Text ▸

This review appeared today in the San Francisco Chronicle:

ORDINARY THUNDERSTORMS
By William Boyd
Harper, 416 pp., $26.99

We are all Adam's kindred, and in Adam's fall we sinned all. The protagonist of this novel is named Adam Kindred, which is a pretty good indication that William Boyd wants us to think of him as an Everyman.

That's a shrewd move for a thriller writer, which is what Boyd, a versatile novelist to say the least, has become for this book. We all want characters who resemble us in some way, especially when they're put in situations as discomfiting as the one Adam Kindred finds himself in: without a job or a place to live, without the accouterments of everyday life such as credit cards and cell phone, without a family or even an identity, and on the run from both the police and the man who wants to kill him. He becomes a contemporary version of Shakespeare's “unaccommodated man,” not naked on a heath but holed up in the shrubbery on the banks of the Thames in London, drinking river water and eating a snared seagull.

Like the original Adam, Boyd's Adam is a sinner, a man whose moral fittings are not as snug and tight as they might be. And as he meditates on what he did to deserve his suffering, he makes explicit his connection to his ancestral namesake: “One stupid mistake – one lapse, one near-unconscious answering of an atavistic sexual instinct – that was all it took to put a perfectly secure life, a fairly happy and prosperous life, in free fall. Tell Adam and Eve about it, he thought, with some bitterness, some self-reproach.”

Questions to answer ▸
**1)** According to the review, where does Adam Kindred hole up in London?
**2)** List everything the review says Adam Kindred finds himself without.
Rely on the review alone.

Raw data ▸
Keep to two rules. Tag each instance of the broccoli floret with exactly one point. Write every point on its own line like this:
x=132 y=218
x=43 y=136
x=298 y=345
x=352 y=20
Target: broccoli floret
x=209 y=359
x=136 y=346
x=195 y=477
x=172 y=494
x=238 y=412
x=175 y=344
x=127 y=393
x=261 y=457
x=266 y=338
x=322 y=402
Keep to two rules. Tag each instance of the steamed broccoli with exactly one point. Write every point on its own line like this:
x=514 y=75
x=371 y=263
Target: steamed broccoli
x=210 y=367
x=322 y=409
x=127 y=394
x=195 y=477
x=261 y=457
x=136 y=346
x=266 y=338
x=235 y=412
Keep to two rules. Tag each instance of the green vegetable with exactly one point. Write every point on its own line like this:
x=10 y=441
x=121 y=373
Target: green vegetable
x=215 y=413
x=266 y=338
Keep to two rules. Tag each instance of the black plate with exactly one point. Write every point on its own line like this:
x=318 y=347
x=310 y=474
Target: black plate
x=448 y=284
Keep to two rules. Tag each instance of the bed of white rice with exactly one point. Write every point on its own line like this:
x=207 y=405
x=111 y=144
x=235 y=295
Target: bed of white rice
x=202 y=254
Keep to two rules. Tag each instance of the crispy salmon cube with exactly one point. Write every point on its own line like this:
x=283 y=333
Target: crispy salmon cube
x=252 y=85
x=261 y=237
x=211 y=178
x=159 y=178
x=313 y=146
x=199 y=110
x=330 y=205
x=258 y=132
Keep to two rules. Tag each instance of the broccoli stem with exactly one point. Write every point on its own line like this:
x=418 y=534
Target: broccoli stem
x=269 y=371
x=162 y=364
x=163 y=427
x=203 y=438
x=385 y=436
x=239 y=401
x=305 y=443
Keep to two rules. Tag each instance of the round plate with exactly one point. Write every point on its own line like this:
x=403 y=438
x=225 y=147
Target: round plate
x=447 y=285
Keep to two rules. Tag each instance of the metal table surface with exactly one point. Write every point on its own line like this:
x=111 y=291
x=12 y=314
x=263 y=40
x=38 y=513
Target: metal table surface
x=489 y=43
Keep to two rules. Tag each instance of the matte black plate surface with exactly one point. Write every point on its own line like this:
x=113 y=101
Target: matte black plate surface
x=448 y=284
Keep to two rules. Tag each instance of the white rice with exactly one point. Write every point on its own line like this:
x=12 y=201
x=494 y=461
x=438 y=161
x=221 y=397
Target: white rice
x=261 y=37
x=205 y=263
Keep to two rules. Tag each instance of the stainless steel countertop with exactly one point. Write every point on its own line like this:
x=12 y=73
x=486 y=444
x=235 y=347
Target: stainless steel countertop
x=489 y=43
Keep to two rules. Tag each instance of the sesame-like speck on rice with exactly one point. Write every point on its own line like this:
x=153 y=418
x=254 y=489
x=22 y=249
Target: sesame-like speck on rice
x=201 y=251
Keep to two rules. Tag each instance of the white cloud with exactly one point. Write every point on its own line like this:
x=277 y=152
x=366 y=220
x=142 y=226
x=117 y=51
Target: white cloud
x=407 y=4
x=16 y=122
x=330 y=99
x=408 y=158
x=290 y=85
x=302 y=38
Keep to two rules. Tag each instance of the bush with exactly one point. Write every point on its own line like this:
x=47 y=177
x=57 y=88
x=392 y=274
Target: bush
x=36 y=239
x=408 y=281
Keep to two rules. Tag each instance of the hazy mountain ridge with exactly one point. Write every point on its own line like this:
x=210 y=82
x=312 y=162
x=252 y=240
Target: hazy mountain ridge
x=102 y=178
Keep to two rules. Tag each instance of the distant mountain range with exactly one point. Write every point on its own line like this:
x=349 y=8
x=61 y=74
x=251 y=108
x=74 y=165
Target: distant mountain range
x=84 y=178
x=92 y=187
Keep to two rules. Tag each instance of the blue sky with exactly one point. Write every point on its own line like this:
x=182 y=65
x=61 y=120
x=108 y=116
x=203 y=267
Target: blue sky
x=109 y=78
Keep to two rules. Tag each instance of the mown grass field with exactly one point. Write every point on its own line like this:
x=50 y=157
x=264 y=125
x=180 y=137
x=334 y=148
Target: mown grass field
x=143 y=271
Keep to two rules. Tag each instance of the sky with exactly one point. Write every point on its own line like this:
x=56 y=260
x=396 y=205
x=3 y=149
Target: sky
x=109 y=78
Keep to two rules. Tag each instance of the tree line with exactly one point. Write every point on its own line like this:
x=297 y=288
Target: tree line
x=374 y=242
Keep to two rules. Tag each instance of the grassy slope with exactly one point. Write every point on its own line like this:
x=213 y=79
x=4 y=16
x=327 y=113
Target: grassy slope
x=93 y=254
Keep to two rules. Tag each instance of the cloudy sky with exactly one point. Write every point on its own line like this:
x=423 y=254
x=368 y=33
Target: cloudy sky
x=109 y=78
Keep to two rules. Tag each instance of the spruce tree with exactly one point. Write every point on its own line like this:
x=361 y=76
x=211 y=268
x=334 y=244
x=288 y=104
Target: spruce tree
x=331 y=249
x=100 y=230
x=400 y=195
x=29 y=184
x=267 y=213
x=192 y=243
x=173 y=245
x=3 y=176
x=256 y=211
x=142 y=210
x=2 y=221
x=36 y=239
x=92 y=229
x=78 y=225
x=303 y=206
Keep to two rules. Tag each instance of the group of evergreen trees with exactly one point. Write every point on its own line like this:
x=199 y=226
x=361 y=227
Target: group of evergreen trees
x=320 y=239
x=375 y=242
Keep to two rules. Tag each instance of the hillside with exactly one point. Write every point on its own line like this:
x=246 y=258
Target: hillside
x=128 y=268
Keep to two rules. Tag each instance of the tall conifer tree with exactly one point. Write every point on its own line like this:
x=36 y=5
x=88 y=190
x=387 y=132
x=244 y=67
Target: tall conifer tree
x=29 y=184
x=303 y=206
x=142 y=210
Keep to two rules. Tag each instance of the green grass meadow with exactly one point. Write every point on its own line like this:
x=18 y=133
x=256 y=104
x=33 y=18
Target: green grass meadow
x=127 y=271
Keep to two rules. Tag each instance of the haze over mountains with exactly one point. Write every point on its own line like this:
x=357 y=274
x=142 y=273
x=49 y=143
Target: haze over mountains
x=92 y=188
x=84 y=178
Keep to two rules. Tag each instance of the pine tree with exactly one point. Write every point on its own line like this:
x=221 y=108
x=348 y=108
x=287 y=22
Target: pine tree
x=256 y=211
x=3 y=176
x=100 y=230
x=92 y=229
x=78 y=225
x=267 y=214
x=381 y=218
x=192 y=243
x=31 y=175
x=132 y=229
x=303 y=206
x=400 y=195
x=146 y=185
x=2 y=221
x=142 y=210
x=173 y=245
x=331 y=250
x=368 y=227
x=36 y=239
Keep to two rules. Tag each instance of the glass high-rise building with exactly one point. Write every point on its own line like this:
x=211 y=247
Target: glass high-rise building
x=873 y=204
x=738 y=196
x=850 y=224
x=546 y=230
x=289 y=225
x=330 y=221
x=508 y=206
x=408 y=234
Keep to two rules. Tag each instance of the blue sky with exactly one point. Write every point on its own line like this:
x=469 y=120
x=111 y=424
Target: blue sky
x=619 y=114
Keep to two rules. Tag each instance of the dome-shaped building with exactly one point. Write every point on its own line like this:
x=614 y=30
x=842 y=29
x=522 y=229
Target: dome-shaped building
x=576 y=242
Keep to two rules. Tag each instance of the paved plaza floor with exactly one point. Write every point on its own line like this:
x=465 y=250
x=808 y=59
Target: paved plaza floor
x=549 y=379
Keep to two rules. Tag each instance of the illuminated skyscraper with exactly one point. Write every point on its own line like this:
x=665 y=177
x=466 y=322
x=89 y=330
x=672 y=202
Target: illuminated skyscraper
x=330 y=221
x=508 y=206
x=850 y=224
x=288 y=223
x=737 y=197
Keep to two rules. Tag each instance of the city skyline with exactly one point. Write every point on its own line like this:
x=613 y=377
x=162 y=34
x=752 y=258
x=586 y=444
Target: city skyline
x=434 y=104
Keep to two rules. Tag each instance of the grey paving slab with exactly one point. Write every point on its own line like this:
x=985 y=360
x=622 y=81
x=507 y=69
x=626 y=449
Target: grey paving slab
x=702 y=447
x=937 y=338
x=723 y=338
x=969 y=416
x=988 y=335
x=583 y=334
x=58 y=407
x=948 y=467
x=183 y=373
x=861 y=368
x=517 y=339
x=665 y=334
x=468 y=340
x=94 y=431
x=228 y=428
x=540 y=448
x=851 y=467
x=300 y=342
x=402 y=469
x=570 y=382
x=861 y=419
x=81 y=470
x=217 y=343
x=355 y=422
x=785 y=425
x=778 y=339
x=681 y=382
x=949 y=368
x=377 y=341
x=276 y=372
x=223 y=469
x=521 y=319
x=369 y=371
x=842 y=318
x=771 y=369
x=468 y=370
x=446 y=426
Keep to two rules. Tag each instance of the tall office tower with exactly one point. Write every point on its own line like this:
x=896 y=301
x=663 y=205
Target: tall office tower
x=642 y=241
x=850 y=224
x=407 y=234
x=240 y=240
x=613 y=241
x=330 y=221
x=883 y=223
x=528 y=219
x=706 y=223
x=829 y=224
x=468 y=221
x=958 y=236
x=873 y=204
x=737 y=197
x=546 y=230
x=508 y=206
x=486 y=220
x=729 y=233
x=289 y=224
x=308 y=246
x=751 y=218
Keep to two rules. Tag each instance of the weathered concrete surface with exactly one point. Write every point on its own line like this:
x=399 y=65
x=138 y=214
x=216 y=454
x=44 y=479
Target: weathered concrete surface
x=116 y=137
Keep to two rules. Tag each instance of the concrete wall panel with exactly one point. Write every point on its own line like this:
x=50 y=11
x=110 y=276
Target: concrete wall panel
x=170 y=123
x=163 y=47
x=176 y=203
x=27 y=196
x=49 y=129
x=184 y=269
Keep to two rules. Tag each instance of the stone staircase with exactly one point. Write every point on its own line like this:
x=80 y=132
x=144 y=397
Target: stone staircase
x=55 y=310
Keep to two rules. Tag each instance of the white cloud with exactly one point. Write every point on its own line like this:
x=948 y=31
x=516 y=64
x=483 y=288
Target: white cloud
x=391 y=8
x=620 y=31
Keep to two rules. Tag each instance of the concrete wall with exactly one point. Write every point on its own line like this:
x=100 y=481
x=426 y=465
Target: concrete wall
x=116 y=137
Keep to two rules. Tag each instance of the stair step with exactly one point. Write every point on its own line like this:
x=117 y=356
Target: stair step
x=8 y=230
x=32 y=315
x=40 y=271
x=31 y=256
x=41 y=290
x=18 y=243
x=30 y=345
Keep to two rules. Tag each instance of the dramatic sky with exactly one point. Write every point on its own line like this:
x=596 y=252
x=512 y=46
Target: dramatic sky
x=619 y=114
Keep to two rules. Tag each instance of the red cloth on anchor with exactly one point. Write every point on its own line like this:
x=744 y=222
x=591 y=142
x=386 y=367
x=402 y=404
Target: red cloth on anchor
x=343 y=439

Results ▸
**1)** In the shrubbery on the banks of the Thames.

**2)**
- A job
- A place to live
- The accouterments of everyday life, such as credit cards and a cell phone
- A family
- An identity